Requirement 1: In the entries below, count the lines that contain the string "fence", treating case as significant. Give only the number.

Excerpted text:
+ + +
I wanted to mention the example of our former colleague Charlotte Leslie in Bristol, whose parents became victims of abuse. Their entire oil heating supply was drained into their garden by somebody who had an objection to Charlotte’s position on fracking—a slightly ironic way of dealing with an environmental consideration, but none the less one that caused enormous distress, as did the scratching of “Tory scum” into her elderly parents’ car. That is not something that anybody in this House should condone. As my hon. Friend the Member for Brigg and Goole (Andrew Percy) has just pointed out, when it comes to leadership, it is exactly such an example that should trigger a robust response from everybody who has the benefit of a high profile in politics.

It is about religion, sexuality, social background—it is about people who might have been to public school and sound a bit posh. It is about anybody who might have a political leaning one way or the other, and who might be thinking of becoming a local councillor, or of a career at some future stage in some branch of politics, not even necessarily as an MP, an Assembly Member or a Member of the Scottish Parliament—whatever it might be. We have to ask ourselves: why would they want to take that step when they see what Members of this House have to put up with and, worse still, what Members’ families, friends, relations, campaigners and donors also have to subject themselves to?
+ + +
Records for processing:
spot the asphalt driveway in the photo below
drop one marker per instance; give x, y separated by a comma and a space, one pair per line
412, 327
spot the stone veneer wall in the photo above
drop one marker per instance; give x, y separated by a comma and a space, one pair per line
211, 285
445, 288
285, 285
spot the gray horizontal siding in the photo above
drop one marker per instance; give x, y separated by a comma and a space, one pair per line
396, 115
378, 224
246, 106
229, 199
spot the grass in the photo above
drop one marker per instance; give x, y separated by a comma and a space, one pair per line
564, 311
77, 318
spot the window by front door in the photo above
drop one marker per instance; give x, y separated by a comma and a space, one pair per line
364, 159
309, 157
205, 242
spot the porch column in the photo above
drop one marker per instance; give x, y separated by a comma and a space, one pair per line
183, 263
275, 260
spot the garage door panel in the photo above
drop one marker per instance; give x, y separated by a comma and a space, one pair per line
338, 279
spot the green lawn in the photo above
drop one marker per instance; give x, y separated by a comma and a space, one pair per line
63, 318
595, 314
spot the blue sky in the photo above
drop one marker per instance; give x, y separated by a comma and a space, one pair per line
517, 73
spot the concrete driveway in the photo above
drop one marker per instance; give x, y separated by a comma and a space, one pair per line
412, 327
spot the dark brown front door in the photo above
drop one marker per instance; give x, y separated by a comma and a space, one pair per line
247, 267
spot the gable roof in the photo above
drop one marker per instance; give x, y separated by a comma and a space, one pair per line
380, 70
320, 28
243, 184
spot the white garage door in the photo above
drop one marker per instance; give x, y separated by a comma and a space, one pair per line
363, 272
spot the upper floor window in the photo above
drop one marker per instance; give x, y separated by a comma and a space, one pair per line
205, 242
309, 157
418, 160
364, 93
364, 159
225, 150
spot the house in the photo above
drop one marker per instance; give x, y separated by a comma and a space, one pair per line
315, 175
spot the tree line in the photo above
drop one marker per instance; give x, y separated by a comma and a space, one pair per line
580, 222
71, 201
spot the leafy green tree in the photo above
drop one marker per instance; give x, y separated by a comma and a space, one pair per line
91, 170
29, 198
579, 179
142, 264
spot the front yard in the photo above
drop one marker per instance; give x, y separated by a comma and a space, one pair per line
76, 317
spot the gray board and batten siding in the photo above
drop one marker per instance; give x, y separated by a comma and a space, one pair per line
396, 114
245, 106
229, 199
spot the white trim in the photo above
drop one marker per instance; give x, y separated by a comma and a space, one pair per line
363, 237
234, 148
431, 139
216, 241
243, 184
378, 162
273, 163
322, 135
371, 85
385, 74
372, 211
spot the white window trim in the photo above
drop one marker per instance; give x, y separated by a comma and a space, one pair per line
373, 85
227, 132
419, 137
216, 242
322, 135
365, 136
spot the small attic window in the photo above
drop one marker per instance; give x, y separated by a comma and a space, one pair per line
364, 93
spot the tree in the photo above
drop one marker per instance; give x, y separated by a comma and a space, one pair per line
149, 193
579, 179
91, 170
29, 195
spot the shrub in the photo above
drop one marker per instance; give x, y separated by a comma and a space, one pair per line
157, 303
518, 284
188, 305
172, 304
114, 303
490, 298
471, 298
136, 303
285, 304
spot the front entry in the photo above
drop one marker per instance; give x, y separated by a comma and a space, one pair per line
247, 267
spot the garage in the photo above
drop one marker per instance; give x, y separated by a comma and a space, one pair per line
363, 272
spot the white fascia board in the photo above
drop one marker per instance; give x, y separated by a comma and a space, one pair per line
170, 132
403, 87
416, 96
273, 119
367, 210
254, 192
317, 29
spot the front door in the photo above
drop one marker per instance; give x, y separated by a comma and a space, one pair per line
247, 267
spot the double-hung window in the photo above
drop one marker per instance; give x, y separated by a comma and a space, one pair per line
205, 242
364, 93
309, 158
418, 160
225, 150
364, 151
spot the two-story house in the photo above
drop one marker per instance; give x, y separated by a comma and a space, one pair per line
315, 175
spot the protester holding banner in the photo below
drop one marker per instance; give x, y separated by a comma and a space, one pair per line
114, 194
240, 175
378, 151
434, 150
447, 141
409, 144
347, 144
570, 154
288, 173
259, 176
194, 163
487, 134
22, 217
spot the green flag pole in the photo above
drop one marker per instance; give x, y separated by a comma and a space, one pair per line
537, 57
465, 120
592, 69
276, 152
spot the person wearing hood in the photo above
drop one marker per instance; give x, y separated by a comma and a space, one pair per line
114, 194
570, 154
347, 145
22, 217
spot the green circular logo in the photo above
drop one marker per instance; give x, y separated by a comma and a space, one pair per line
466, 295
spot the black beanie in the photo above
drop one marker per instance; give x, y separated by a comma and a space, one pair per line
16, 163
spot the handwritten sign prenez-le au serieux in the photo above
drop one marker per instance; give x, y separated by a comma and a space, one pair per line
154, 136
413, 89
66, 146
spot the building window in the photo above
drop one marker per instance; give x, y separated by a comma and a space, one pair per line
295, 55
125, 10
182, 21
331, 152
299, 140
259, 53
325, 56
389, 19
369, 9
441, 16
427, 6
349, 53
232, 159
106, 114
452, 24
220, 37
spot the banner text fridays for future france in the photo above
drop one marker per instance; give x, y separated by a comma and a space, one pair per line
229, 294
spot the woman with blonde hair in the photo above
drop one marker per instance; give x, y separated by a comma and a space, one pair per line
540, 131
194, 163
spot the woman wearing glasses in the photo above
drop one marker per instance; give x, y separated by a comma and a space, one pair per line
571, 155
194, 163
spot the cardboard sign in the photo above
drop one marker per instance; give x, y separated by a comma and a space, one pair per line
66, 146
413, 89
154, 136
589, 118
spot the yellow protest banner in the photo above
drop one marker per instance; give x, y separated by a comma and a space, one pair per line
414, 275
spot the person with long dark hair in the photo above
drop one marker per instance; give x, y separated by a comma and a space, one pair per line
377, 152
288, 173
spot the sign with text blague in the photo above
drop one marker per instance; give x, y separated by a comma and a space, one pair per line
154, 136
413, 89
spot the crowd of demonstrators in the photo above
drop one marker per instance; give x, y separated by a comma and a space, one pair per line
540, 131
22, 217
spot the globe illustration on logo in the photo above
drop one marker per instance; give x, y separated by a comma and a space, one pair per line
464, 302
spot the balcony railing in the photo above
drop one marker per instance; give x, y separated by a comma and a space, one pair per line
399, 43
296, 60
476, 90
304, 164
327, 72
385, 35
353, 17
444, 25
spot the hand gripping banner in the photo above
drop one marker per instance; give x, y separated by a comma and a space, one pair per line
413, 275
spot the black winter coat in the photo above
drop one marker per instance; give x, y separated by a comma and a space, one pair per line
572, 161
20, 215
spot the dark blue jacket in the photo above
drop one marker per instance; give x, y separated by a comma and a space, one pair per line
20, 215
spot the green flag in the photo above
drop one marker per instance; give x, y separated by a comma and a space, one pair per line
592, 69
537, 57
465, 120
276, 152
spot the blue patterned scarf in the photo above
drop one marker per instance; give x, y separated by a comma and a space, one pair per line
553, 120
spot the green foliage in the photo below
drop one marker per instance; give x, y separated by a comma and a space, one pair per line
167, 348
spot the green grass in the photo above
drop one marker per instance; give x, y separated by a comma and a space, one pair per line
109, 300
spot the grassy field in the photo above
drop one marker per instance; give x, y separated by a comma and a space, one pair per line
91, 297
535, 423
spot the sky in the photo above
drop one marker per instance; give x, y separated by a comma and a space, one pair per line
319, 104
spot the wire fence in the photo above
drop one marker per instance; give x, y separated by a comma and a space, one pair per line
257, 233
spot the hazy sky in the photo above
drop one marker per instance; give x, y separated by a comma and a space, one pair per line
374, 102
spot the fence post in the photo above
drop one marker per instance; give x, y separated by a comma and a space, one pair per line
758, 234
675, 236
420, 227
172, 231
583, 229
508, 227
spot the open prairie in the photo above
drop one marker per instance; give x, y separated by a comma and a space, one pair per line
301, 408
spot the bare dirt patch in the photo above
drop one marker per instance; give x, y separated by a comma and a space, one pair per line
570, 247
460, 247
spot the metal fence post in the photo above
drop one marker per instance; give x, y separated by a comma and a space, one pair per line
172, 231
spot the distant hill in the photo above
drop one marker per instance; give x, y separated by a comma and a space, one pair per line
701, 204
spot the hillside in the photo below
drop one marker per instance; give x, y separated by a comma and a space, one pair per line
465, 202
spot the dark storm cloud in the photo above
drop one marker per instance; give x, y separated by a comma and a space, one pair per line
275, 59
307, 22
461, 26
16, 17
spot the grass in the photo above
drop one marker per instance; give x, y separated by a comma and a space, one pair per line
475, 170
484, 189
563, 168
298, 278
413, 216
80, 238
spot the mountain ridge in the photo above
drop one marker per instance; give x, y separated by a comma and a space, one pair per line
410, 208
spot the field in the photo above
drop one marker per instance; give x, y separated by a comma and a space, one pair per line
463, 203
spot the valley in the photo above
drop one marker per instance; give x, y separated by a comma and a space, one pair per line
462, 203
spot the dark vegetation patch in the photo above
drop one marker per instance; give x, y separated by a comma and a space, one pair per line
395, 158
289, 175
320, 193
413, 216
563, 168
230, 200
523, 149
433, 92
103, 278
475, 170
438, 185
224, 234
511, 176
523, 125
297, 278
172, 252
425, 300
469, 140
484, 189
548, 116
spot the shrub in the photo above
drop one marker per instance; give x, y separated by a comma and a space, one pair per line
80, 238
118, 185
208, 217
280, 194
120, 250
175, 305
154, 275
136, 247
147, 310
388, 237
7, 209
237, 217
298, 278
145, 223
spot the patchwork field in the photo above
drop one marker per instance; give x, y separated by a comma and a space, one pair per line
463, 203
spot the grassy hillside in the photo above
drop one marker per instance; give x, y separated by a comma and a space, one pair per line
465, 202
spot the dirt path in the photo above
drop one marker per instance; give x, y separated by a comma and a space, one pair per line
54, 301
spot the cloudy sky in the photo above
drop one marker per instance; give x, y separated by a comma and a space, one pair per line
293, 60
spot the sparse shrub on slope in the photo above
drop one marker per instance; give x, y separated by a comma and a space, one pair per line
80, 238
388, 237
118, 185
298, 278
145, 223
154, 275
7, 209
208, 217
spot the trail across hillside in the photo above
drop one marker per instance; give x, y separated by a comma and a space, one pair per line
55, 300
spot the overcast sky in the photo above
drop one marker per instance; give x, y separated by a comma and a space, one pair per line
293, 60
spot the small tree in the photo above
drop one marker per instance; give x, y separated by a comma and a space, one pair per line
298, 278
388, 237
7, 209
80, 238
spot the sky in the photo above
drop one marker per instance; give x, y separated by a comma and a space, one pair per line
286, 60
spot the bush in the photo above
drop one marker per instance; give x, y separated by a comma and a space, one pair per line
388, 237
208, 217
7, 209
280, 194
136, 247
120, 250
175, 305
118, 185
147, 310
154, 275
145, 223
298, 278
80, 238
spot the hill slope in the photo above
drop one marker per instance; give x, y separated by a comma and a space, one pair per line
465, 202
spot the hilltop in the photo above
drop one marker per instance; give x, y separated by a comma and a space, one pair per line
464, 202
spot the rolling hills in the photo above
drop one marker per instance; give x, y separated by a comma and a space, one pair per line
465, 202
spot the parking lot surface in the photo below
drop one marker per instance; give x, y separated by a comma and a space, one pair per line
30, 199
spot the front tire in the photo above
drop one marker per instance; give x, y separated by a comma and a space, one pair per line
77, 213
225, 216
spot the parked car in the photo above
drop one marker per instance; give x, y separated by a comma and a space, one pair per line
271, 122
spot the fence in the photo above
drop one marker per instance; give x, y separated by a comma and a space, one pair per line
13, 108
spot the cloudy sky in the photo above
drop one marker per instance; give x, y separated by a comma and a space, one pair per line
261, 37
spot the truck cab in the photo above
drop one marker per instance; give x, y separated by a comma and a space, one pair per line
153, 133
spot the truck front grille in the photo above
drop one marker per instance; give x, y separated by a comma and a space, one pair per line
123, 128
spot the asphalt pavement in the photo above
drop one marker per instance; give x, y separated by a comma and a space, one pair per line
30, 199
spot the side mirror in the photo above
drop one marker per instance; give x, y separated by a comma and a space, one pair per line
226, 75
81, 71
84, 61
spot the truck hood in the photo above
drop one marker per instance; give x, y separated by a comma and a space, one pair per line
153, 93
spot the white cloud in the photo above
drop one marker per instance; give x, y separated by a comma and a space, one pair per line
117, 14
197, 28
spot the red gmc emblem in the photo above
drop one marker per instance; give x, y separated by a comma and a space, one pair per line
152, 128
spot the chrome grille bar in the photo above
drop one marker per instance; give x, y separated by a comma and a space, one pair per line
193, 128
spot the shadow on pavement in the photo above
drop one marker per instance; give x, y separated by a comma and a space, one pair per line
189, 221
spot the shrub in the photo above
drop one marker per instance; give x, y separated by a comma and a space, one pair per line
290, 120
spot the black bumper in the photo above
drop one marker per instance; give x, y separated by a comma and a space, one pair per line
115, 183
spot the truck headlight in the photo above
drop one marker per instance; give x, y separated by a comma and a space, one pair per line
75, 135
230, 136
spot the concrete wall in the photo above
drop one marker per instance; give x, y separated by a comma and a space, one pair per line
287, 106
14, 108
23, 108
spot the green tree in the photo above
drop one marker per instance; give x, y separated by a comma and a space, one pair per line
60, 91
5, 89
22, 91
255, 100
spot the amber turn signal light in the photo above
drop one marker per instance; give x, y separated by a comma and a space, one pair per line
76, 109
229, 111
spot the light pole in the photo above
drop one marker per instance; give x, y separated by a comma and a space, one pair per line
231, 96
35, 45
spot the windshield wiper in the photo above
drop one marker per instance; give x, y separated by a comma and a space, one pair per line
+ + +
Requirement 2: Based on the excerpt about abuse of people in politics above, decide whether each statement agrees with it, and quote the deciding words. (a) Charlotte Leslie's parents had their entire oil heating supply drained into their garden. (b) "Tory scum" was scratched into Charlotte Leslie's own car. (c) The speaker limits the concern to people thinking of becoming MPs.

Full response 1: 4

Full response 2:
(a) Yes: "Their entire oil heating supply was drained into their garden"
(b) No: "the scratching of “Tory scum” into her elderly parents’ car"
(c) No: "not even necessarily as an MP, an Assembly Member or a Member of the Scottish Parliament"